● **TO-DO LIST**:
[1] Reproduce the passage of the Vallejo biography between "César Vallejo was" and "de la Torre.", inclusive.
[2] In the Vallejo biography, what was the name of the sugar plantation where he worked after leaving his studies?
[3] Continue the biography of César Vallejo from the point where it stops.

César Abraham Vallejo Mendoza (March 16, 1892 – April 15, 1938) was a Peruvian poet, writer, playwright, and journalist. Although he published only two books of poetry during his lifetime, he is considered one of the great poetic innovators of the 20th century in any language. He was always a step ahead of literary currents, and each of his books was distinct from the others, and, in its own sense, revolutionary. Thomas Merton called him "the greatest universal poet since Dante". The late British poet, critic and biographer Martin Seymour-Smith, a leading authority on world literature, called Vallejo "the greatest twentieth-century poet in any language." He was a member of the intellectual community called North Group formed in the Peruvian north coastal city of Trujillo.

Clayton Eshleman and José Rubia Barcia's translation of The Complete Posthumous Poetry of César Vallejo won the National Book Award for translation in 1979.

Biography

César Vallejo was born to Francisco de Paula Vallejo Benítez and María de los Santos Mendoza Gurrionero in Santiago de Chuco, a remote village in the Peruvian Andes. He was the youngest of eleven children. His grandfathers were both Spanish priests, and his grandmothers were both indigenous Peruvians.

Lack of funds forced him to withdraw from his studies for a time and work at a sugar plantation, the Roma Hacienda, where he witnessed the exploitation of agrarian workers firsthand, an experience which would have an important impact on his politics and aesthetics. Vallejo received a BA in Spanish literature in 1915, the same year that he became acquainted with the bohemia of Trujillo, in particular with APRA co-founders Antenor Orrego and Victor Raul Haya de la Torre.

● **LISTING**:
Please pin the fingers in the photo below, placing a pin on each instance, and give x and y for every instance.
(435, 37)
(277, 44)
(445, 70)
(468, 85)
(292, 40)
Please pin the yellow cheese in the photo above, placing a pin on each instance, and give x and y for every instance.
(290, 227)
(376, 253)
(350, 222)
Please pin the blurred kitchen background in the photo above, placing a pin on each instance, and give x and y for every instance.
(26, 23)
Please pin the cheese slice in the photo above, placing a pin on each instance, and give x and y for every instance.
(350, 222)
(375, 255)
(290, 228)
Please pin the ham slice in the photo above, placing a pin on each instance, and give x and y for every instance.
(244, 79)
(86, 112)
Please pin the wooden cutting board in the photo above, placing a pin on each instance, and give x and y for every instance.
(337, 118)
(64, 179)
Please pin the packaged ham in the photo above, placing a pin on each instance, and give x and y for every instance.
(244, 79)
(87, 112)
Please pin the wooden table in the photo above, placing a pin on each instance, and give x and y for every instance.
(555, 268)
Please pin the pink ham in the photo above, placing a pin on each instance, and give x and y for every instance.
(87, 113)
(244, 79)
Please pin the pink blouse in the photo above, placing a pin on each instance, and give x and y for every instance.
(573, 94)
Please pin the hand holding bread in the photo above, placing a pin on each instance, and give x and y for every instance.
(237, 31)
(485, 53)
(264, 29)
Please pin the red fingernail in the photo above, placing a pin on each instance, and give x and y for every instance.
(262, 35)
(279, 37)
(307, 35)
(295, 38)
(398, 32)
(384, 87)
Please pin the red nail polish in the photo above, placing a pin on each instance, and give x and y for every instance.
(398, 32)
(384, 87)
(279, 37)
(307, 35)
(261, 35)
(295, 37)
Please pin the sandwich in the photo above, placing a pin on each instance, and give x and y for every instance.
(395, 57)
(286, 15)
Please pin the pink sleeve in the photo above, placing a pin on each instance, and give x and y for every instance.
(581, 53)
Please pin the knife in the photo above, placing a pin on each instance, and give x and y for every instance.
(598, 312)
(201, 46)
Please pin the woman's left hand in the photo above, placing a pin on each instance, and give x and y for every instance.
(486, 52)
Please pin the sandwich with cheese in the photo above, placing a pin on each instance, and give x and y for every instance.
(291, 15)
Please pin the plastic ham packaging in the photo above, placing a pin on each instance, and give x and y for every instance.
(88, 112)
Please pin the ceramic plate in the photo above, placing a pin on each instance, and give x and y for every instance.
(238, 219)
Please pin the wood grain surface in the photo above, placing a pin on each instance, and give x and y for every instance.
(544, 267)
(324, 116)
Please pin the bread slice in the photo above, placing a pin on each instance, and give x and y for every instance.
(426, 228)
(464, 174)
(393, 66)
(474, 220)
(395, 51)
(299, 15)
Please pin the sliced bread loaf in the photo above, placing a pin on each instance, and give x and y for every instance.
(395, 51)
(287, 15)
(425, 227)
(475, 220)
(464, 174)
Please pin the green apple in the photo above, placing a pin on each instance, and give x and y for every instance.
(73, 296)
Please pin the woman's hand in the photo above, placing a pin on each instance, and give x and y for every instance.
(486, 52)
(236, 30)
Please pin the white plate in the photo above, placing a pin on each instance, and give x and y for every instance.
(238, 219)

● **TASK-BY-TASK OUTPUTS**:
[1]
César Vallejo was born to Francisco de Paula Vallejo Benítez and María de los Santos Mendoza Gurrionero in Santiago de Chuco, a remote village in the Peruvian Andes. He was the youngest of eleven children. His grandfathers were both Spanish priests, and his grandmothers were both indigenous Peruvians.

Lack of funds forced him to withdraw from his studies for a time and work at a sugar plantation, the Roma Hacienda, where he witnessed the exploitation of agrarian workers firsthand, an experience which would have an important impact on his politics and aesthetics. Vallejo received a BA in Spanish literature in 1915, the same year that he became acquainted with the bohemia of Trujillo, in particular with APRA co-founders Antenor Orrego and Victor Raul Haya de la Torre.

[2] The Roma Hacienda.

[3]
In 1911 Vallejo moved to Lima, where he studied at National University of San Marcos; read, worked as a schoolteacher, and came into contact with the artistic and political avant-garde. While in Lima, he also produced his first poetry collection, Los heraldos negros. Despite its stated publication year of 1918, the book was actually published a year later. It is also heavily influenced by the poetry and other writings of fellow Peruvian Manuel González Prada, who had only recently died. Vallejo then suffered a number of calamities over the next few years: he refused to marry a woman with whom he had an affair; and he had lost his teaching post.

His mother died in 1918. In May 1920, homesickness drove him to return to Santiago de Chuco. On the first of August, the house belonging to the Santa María Calderón family, who transported merchandise and alcohol by pack animals from the coast, was looted and set on fire. Vallejo was unjustly accused as a both a participant and instigator of the act. He hid but was discovered, arrested, and thrown in a Trujillo jail where he would remain for 112 days (From November 6, 1920 until February 26, 1921). On December 24, 1920 he won second place (first place was declared void) from the city hall of Trujillo for the poem, "Fabla de gesta (Tribute to Marqués de Torre Tagle)". Vallejo competed by hiding his identity with a pseudonym in an attempt to give impartiality to the competition.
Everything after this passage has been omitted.